## TEXTO FORNECIDO
Mal sabia contar minha idade direito quando me tornei ouvinte frequente de música. Já na adolescência aproveitava as avaliações semanais de críticos especializados para saber sobre novidades do mundo musical. Como também das críticas de cinema ou de teatro, para bispar escolhas sobre o que assistir. Cheguei até a recortar e colar algumas num caderno e acumulei críticas em todas as páginas. Aliás, sempre achei meio curiosa a percepção ambivalente que alguns músicos tinham sobre “críticos de música”, como se o papel do crítico fosse o de simplesmente “falar mal”. Será que era pelo “poder” de ouvir um disco em primeira mão, antes de todo mundo? Relações de amor e ódio temperadas ao sabor das críticas.

Nos idos da década de setenta eu não perdia as resenhas de jornalistas como Ana Maria Bahiana, Ezequiel Neves, Tárik de Souza e Antonio Carlos Miguel, dos que eu me lembre. Já em plena ebulição oitentista, a estes nomes se agregam Carlos Calado, Mauro Dias, Jamari França, Kiko Ferreira, Luís Antônio Giron, Irlam Rocha Lima, Zé Teles, André Forastieri, Pepe Escobar, Mauro Ferreira e mais uma porção de jornalistas com as antenas ligadas, algumas até hoje.

(Rótulos de pontos dos objetos)
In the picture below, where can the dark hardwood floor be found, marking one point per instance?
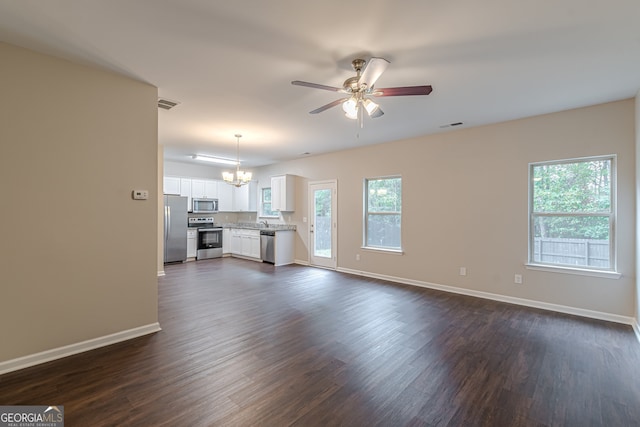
(247, 344)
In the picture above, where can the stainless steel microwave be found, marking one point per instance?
(204, 205)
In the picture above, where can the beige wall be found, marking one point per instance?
(465, 204)
(78, 255)
(637, 157)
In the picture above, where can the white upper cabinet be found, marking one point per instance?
(245, 197)
(185, 190)
(171, 185)
(283, 193)
(225, 197)
(230, 198)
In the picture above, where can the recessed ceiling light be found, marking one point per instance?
(214, 159)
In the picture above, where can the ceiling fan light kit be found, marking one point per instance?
(239, 178)
(361, 87)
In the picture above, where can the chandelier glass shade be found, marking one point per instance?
(237, 178)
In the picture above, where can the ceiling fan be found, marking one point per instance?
(360, 89)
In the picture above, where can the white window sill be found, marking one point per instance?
(385, 250)
(577, 271)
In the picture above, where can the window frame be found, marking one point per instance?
(611, 271)
(366, 213)
(263, 214)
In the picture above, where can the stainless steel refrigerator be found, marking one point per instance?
(175, 228)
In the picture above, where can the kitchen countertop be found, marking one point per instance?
(259, 226)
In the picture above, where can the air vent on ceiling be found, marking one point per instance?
(451, 125)
(166, 104)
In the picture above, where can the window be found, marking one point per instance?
(383, 213)
(572, 213)
(265, 203)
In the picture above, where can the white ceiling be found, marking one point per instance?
(230, 63)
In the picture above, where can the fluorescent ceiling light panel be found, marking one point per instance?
(214, 159)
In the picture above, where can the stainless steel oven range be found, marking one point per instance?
(209, 238)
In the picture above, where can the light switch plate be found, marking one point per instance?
(140, 194)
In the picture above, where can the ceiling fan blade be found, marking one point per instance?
(402, 91)
(327, 106)
(372, 71)
(316, 86)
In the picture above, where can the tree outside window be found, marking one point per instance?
(572, 213)
(383, 213)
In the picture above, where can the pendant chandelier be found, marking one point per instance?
(239, 178)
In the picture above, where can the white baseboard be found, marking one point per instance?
(503, 298)
(68, 350)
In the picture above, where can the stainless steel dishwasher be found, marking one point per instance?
(268, 246)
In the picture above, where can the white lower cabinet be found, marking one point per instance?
(245, 242)
(192, 243)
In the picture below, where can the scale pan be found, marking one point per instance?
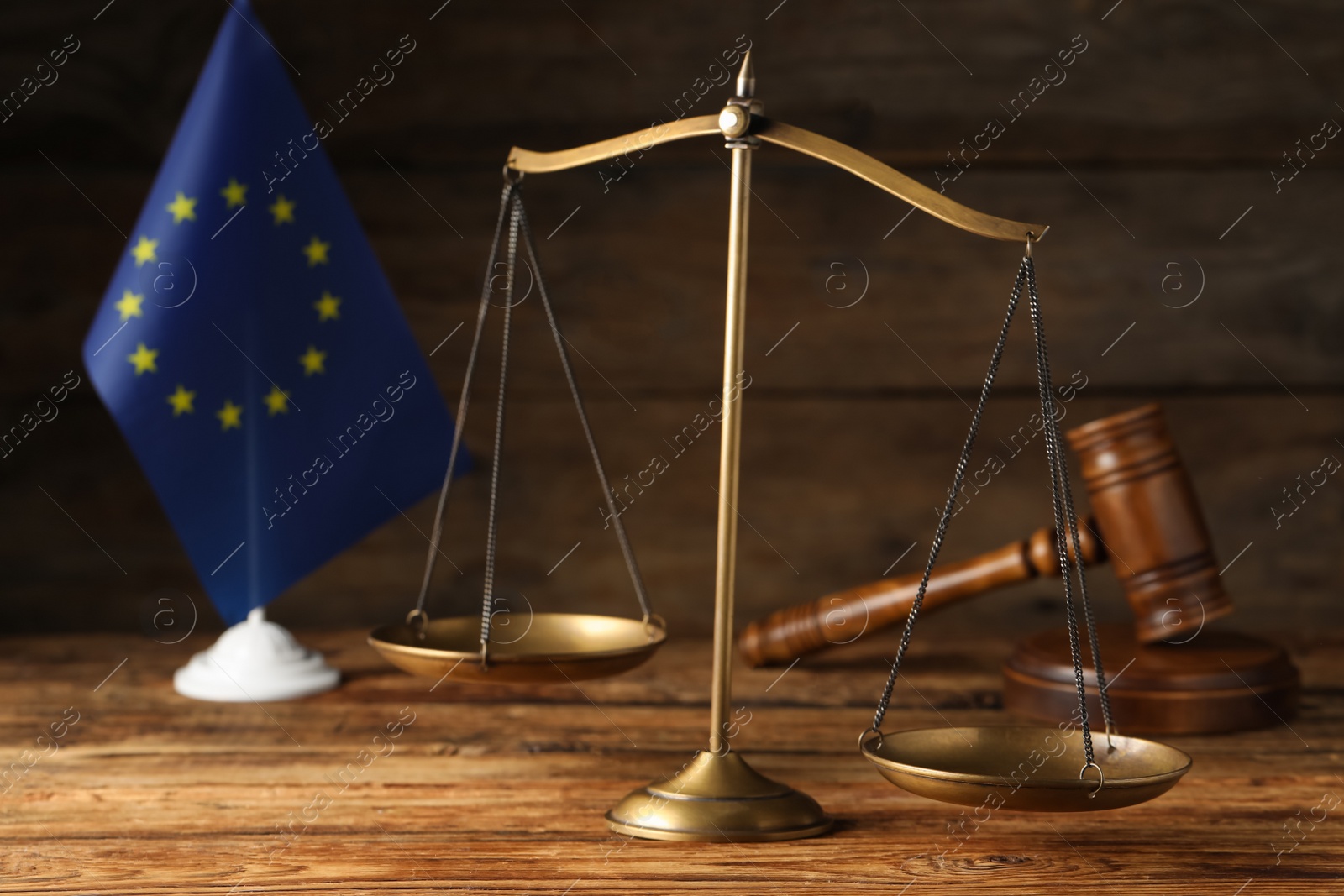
(553, 647)
(1021, 768)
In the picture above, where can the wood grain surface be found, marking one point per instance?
(503, 790)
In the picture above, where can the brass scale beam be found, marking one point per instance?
(717, 795)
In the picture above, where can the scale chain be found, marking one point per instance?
(511, 207)
(1066, 520)
(636, 579)
(1061, 488)
(952, 500)
(492, 524)
(460, 422)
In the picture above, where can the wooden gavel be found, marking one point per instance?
(1146, 520)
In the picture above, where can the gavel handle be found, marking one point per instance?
(847, 616)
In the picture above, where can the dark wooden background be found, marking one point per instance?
(1162, 137)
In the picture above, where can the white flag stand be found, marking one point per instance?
(255, 660)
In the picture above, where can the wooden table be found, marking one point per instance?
(499, 790)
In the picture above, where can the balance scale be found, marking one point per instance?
(717, 795)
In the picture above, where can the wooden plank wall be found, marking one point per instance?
(1152, 159)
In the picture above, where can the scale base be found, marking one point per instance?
(718, 799)
(253, 661)
(1216, 681)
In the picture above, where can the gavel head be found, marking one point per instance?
(1149, 523)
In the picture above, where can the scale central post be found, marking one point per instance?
(718, 795)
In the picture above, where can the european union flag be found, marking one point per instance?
(250, 348)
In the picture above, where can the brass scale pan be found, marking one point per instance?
(551, 647)
(1016, 768)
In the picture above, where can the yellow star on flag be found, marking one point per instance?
(328, 308)
(144, 359)
(181, 401)
(144, 250)
(313, 362)
(282, 210)
(230, 417)
(277, 402)
(129, 305)
(234, 194)
(316, 251)
(181, 208)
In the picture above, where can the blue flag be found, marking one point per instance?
(250, 348)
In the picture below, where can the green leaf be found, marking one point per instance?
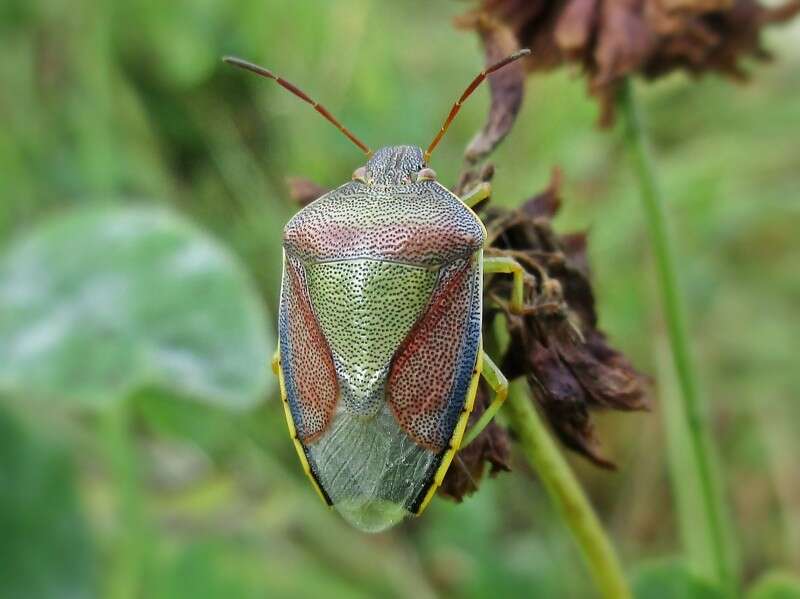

## EXERCÍCIO ESCRITO
Reproduza na íntegra, sem nenhuma alteração, o texto sobre críticos de música. Baseie-se apenas no texto.

## SOLUÇÃO DA TAREFA
Mal sabia contar minha idade direito quando me tornei ouvinte frequente de música. Já na adolescência aproveitava as avaliações semanais de críticos especializados para saber sobre novidades do mundo musical. Como também das críticas de cinema ou de teatro, para bispar escolhas sobre o que assistir. Cheguei até a recortar e colar algumas num caderno e acumulei críticas em todas as páginas. Aliás, sempre achei meio curiosa a percepção ambivalente que alguns músicos tinham sobre “críticos de música”, como se o papel do crítico fosse o de simplesmente “falar mal”. Será que era pelo “poder” de ouvir um disco em primeira mão, antes de todo mundo? Relações de amor e ódio temperadas ao sabor das críticas.

Nos idos da década de setenta eu não perdia as resenhas de jornalistas como Ana Maria Bahiana, Ezequiel Neves, Tárik de Souza e Antonio Carlos Miguel, dos que eu me lembre. Já em plena ebulição oitentista, a estes nomes se agregam Carlos Calado, Mauro Dias, Jamari França, Kiko Ferreira, Luís Antônio Giron, Irlam Rocha Lima, Zé Teles, André Forastieri, Pepe Escobar, Mauro Ferreira e mais uma porção de jornalistas com as antenas ligadas, algumas até hoje.